--- Written request ---
Write out the full listing again, exactly as it stands.

--- Records for the exercise ---
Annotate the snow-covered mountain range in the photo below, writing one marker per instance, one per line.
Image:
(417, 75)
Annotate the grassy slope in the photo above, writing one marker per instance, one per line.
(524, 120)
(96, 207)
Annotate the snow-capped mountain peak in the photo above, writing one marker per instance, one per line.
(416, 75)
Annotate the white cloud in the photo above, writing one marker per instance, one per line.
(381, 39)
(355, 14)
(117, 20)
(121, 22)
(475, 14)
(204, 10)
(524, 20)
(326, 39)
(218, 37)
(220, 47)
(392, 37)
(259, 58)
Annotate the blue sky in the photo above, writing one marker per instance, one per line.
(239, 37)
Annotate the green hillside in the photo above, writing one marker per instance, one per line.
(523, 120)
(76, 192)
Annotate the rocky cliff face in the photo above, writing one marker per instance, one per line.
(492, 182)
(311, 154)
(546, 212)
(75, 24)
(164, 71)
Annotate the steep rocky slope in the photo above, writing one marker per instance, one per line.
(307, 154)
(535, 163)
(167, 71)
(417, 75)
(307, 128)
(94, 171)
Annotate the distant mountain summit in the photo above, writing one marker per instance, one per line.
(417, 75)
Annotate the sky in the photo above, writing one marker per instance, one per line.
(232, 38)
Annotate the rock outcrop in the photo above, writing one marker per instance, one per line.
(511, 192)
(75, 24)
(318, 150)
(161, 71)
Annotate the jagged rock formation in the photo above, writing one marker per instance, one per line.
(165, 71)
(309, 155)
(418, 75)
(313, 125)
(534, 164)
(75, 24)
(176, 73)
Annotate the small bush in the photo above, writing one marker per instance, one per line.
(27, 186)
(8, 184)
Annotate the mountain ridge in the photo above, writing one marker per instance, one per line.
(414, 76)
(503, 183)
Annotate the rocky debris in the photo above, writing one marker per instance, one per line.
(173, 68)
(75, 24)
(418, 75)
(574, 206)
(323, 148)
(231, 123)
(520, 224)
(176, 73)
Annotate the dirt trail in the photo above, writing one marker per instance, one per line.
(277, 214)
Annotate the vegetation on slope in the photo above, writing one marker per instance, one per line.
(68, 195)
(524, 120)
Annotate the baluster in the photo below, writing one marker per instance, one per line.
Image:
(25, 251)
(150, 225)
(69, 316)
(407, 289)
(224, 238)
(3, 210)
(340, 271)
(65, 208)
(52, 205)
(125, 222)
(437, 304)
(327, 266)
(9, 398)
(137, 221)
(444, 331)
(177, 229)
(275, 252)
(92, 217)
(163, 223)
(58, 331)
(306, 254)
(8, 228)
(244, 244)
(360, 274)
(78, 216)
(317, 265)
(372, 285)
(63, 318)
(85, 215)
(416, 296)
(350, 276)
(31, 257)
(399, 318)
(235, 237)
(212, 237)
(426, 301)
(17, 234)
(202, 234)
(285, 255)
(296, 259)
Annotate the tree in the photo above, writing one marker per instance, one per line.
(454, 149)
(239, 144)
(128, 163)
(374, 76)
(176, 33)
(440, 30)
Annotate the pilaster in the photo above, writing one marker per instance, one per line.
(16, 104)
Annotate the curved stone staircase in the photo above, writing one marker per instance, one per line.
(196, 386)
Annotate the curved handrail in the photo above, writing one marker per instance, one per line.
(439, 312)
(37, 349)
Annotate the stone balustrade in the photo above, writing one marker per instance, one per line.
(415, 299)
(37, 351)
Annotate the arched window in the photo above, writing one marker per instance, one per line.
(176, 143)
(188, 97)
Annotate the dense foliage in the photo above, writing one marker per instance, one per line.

--- Full output ---
Annotate the snow-covered mountain range in the photo below, writing one marker per instance, one per line.
Image:
(417, 75)
Annotate the grassy slope in the photo above, writing one marker per instance, one per line.
(524, 120)
(96, 207)
Annotate the snow-capped mountain peak in the photo above, writing one marker per instance, one per line.
(416, 75)
Annotate the white cloud in the photo above, writing one marker per instance, one per line.
(381, 39)
(355, 14)
(117, 20)
(121, 22)
(475, 14)
(204, 10)
(524, 20)
(326, 39)
(218, 37)
(220, 47)
(392, 37)
(259, 58)
Annotate the blue sky in the photo above, writing one marker per instance, one per line.
(239, 37)
Annotate the green hillside in the photo above, writing one marker per instance, one per line.
(523, 120)
(76, 192)
Annotate the rocky cliff face in the photo above, writing one marker per instance, one per line.
(492, 182)
(311, 154)
(546, 212)
(75, 24)
(164, 71)
Annotate the steep rocky slope in the photo above, writing one marker per instance, one per line.
(307, 154)
(535, 163)
(167, 71)
(417, 75)
(307, 128)
(94, 171)
Annotate the distant mountain summit in the photo above, writing one marker per instance, one per line.
(417, 75)
Annotate the sky in the photo above, writing one marker per instance, one per line.
(232, 38)
Annotate the rock outcrop in the photo above, writing one marker per instance, one per line.
(511, 192)
(75, 24)
(318, 150)
(161, 71)
Annotate the jagged rock formation in the photo above, writing one marker per instance, one per line.
(165, 71)
(309, 155)
(418, 75)
(313, 125)
(534, 164)
(75, 24)
(176, 73)
Annotate the small bush in the photo above, writing one marker per instance, one per line.
(27, 186)
(8, 184)
Annotate the mountain ridge in the photo above, writing one marker per instance, one per line.
(414, 76)
(503, 183)
Annotate the rocky debris in the photo above, writing one marker per instance, one per line.
(173, 68)
(75, 24)
(418, 75)
(574, 206)
(323, 148)
(231, 123)
(520, 224)
(176, 73)
Annotate the dirt trail in the photo above, writing one marker per instance, one per line.
(277, 214)
Annotate the vegetation on slope in the photo above, writing one marker per instance, one per line.
(68, 195)
(524, 120)
Annotate the baluster in the photo below, writing one marker per instance, one per line.
Image:
(25, 251)
(150, 225)
(69, 316)
(407, 289)
(224, 238)
(3, 210)
(340, 271)
(65, 208)
(52, 205)
(125, 222)
(437, 304)
(327, 266)
(9, 398)
(137, 221)
(444, 331)
(177, 229)
(275, 252)
(92, 217)
(163, 223)
(58, 331)
(306, 254)
(8, 228)
(244, 244)
(360, 274)
(78, 216)
(317, 265)
(372, 285)
(63, 318)
(85, 215)
(416, 296)
(350, 276)
(31, 257)
(399, 318)
(235, 237)
(212, 237)
(426, 301)
(17, 234)
(202, 234)
(285, 255)
(296, 259)
Annotate the tree in the photo above, writing one marker per instance, one per line.
(454, 149)
(239, 144)
(128, 163)
(374, 76)
(176, 33)
(440, 30)
Annotate the pilaster in the photo above, writing one marker per instance, one per line.
(16, 104)
Annotate the curved stone staircase in the photo above, writing one marker per instance, one per line.
(196, 386)
Annotate the curved handrail in the photo above, writing one marker per instance, one per line.
(439, 312)
(37, 349)
Annotate the stone balustrade in the photo above, writing one marker per instance, one per line.
(415, 299)
(37, 351)
Annotate the arched window in the photo above, writing one marker per instance, one per line.
(176, 143)
(188, 97)
Annotate the dense foliage in the photo above, writing one marker per instance, one per line.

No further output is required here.